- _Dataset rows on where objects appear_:
###

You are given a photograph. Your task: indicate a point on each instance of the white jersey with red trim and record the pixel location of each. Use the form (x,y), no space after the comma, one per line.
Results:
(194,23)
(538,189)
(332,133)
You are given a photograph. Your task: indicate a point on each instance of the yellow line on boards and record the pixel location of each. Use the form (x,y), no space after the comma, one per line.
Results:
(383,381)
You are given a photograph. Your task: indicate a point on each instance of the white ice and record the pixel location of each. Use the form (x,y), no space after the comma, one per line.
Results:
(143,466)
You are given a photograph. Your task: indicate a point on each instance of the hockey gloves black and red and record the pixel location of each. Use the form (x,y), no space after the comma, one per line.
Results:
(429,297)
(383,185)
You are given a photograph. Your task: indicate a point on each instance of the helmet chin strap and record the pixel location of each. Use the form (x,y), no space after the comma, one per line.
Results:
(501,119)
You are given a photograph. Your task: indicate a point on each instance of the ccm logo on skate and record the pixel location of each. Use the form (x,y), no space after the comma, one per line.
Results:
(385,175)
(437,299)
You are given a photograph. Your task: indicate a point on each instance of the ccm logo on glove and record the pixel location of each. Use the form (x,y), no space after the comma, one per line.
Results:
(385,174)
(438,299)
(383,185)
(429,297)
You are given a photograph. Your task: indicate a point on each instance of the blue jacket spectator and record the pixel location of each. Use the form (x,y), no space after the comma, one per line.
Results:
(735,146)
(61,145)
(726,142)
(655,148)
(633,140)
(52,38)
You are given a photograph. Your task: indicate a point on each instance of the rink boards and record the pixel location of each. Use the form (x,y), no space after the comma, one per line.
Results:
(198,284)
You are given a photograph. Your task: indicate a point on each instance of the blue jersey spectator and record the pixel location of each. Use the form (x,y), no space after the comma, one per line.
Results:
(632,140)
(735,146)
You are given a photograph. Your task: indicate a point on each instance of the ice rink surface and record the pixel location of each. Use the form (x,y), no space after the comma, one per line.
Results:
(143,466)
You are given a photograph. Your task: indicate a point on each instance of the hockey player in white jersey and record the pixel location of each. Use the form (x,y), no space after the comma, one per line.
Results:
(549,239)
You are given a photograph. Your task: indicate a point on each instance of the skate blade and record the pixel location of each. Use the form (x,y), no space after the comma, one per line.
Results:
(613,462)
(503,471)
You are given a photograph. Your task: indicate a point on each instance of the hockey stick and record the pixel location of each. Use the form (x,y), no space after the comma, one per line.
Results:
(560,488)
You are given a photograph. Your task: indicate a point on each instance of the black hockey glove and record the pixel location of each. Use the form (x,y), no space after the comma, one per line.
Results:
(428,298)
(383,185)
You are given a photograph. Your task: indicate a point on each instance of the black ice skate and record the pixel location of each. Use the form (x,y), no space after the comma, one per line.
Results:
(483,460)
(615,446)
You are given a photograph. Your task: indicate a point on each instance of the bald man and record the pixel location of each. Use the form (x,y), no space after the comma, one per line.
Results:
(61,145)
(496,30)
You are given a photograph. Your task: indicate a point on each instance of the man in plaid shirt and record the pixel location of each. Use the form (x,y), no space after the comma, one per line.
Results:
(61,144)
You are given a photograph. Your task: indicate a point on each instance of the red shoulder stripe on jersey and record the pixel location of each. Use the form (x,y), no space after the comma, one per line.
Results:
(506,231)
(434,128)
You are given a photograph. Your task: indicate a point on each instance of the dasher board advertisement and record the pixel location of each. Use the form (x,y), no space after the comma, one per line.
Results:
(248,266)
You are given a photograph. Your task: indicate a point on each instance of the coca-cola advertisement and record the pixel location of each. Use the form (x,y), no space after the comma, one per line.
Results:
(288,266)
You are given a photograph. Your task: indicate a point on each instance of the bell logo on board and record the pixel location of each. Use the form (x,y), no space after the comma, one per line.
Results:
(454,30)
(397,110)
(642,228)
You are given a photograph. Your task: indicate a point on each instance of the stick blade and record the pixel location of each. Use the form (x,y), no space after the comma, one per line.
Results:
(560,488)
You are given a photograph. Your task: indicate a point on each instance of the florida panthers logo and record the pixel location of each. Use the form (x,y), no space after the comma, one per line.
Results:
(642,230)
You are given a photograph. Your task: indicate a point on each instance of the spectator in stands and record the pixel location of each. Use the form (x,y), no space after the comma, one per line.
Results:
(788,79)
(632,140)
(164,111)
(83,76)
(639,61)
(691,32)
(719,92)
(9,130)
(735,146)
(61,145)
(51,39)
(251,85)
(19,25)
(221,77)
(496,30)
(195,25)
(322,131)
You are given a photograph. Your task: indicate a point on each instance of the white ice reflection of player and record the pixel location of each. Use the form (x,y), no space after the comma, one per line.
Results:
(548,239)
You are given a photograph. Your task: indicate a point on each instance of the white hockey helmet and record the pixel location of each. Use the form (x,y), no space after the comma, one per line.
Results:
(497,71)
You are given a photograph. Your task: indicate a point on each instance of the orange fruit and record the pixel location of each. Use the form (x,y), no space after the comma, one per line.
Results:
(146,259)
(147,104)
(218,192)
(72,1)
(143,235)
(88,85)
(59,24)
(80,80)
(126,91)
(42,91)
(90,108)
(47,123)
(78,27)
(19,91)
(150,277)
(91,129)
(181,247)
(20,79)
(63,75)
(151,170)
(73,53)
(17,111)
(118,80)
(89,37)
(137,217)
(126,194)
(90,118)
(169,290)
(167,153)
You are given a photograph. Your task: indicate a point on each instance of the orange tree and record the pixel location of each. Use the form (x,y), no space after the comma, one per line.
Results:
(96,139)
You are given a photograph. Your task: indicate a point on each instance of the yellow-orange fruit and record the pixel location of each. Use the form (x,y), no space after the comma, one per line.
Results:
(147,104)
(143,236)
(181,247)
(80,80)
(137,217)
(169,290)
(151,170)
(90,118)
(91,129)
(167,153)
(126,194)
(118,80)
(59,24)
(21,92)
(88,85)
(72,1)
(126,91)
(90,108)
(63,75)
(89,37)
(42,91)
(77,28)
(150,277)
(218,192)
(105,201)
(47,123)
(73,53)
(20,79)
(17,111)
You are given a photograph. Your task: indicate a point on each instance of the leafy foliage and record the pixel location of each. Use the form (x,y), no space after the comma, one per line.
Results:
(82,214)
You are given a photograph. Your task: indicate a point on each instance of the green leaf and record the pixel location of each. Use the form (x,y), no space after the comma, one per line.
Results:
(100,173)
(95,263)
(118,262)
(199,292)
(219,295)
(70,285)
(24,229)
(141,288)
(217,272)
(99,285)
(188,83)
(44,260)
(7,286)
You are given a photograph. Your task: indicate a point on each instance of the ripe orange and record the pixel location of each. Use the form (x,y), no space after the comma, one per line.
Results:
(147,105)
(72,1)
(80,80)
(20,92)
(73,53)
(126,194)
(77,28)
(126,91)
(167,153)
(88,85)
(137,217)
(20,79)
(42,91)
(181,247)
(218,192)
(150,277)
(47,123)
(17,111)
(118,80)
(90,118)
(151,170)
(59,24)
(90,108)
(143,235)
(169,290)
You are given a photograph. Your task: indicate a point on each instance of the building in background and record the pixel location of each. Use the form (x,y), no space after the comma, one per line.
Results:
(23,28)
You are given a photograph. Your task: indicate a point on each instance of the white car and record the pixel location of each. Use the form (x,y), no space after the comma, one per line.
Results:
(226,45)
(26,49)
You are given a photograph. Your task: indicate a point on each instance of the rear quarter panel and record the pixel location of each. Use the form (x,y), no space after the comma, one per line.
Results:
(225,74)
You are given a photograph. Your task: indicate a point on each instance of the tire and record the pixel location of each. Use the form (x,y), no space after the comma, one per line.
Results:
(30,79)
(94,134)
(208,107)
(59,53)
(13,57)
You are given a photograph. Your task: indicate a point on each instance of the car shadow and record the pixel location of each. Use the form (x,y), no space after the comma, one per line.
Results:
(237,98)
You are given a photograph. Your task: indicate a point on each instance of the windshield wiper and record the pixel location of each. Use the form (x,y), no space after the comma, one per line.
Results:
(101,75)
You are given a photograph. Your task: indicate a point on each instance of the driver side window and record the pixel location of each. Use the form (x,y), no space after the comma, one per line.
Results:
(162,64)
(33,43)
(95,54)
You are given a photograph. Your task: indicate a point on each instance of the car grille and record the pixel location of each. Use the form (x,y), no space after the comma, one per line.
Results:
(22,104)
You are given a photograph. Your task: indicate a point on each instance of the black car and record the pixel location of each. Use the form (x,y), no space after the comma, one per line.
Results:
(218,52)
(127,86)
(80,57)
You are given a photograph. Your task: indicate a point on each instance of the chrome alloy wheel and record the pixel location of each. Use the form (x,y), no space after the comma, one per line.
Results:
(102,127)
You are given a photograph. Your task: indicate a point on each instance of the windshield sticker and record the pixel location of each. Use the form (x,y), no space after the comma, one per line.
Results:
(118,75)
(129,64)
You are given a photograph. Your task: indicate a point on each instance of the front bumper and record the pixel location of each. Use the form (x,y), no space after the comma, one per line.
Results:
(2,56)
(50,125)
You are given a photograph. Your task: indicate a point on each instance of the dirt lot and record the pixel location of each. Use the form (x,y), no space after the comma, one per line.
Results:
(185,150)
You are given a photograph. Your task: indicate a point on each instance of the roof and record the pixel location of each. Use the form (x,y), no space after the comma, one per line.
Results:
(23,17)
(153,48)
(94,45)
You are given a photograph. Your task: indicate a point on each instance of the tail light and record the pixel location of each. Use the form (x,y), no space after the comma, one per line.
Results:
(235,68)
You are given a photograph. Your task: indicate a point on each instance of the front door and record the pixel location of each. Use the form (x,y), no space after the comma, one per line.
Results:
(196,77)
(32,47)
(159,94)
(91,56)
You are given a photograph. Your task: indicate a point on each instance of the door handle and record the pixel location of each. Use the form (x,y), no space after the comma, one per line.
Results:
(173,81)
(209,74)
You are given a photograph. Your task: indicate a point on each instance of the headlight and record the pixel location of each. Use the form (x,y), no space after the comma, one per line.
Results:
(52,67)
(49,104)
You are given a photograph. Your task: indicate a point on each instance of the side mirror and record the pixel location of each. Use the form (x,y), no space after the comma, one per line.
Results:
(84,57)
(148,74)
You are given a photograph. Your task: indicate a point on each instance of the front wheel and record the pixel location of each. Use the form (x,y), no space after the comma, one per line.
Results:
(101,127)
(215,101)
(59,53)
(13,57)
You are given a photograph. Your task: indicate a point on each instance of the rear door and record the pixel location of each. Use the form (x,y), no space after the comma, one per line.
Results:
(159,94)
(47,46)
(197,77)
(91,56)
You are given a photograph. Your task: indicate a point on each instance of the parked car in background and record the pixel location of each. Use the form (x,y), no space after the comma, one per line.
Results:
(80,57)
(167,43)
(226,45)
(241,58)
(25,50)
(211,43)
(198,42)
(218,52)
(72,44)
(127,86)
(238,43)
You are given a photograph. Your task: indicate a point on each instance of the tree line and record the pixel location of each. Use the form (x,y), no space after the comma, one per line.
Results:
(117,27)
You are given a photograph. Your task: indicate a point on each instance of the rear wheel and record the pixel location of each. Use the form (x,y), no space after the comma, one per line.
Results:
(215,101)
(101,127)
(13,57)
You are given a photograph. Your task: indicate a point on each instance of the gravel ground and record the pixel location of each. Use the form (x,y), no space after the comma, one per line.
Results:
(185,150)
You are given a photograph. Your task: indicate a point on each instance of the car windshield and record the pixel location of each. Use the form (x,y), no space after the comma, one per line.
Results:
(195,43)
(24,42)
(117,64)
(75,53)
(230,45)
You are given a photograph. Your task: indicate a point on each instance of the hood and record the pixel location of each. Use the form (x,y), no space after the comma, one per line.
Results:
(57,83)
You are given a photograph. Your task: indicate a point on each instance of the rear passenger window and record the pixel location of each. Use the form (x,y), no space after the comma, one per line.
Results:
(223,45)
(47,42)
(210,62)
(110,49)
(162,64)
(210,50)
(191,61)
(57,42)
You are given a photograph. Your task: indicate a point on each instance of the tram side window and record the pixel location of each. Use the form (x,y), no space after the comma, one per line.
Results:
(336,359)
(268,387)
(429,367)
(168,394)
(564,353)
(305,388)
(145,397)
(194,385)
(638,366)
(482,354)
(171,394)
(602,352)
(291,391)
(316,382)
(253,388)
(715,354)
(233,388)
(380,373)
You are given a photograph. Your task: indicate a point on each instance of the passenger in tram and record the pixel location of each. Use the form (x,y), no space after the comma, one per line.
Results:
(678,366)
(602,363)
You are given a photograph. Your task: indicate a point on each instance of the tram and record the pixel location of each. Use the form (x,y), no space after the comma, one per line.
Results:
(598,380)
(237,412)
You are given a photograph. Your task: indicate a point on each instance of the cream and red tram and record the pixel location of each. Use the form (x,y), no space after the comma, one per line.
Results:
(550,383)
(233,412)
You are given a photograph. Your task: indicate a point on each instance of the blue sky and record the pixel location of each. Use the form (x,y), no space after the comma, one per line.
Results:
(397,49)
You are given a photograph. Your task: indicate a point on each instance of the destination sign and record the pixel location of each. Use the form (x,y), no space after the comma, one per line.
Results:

###

- _Short exercise_:
Return exactly the lines from the line bearing "of the passenger" to the end of the records, inclusive of both; include no other lines.

- _Written response_:
You are given a photograph. Your task: indicate a point on each instance of the passenger in tram and record the pixel location of each. Use the form (x,y), no space after the comma, one per line.
Results:
(678,366)
(602,363)
You are given a photograph. Your task: indicate a point on each instance of the tram and record the pixel location of each. Use the form (x,y), no space after the comma, one per line.
Results:
(598,380)
(237,412)
You are given a photograph. Your task: indicate a point on each instance of the cream and red tram and record the pixel location of each. Use the form (x,y), no space after the comma, one per line.
Results:
(550,383)
(233,412)
You are given a photograph. Your task: indicate a point on each instance of the blue sky and record the pixel location of each. Use the form (x,y), no space after the comma, one per line.
Results:
(397,49)
You are given a photograph. Your task: indicate a point on each instance of the destination sign and record the pixel location of each. Use the form (x,y), no space after the comma, one per line.
Results:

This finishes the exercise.